- [PROBLEM TO SOLVE] Locate each line of the listing below that contains the string "blazer" and copy it out. Case counts.

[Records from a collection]
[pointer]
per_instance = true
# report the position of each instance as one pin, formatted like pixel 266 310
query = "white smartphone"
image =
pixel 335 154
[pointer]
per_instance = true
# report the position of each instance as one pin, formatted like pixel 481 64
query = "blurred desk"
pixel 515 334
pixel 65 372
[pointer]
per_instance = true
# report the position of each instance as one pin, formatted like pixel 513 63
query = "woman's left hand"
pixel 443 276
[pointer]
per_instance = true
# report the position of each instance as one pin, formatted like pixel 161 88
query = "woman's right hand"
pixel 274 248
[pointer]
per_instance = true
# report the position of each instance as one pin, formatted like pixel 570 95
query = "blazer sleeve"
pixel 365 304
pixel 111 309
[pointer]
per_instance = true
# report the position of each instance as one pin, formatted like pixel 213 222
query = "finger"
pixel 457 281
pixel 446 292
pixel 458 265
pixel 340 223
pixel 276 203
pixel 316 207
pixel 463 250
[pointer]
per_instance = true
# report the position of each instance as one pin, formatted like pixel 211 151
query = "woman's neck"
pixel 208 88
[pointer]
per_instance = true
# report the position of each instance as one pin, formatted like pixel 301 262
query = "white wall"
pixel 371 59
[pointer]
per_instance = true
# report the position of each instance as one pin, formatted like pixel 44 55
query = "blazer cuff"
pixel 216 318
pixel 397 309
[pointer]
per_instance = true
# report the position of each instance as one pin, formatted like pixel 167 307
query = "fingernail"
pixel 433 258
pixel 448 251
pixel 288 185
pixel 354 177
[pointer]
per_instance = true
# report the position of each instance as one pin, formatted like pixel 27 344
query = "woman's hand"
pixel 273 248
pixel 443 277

==

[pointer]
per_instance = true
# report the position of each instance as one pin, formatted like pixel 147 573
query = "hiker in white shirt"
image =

==

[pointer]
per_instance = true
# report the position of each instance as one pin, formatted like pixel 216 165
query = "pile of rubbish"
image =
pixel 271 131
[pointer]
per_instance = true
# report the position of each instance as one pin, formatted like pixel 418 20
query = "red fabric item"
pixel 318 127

- [THE ANSWER]
query = "blazer sleeve"
query = "blazer cuff"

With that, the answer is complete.